## Task brief
Only an exact copy of the entries, stripped of pictures, will serve as the answer.

## Natural-language object grounding data

[Start of section]

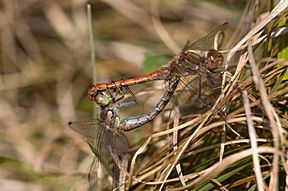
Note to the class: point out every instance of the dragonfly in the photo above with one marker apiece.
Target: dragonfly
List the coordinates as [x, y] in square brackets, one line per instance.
[187, 63]
[108, 144]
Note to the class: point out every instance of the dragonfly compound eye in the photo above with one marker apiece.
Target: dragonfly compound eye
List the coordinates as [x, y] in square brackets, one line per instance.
[92, 90]
[214, 59]
[101, 99]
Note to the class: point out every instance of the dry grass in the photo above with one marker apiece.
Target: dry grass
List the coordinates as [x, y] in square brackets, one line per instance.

[End of section]

## Answer to the problem
Note to the class: point out every instance of the dragonfly in the photo above with one marker apiece.
Target: dragonfly
List the coordinates as [x, y] in square brackets, one line per instance.
[187, 63]
[108, 144]
Note to the class: point out every instance of the dragonfly compound eye in the photo above with one marker apiece.
Target: dragonfly compound eye
List the coordinates as [x, y] in square brackets, one line per instance.
[92, 90]
[214, 59]
[101, 99]
Note to the class: point out every instance of the dry grass in the photo above with one marker apiece.
Target: dry grass
List the coordinates as [x, y] in square brackets, one line per instance.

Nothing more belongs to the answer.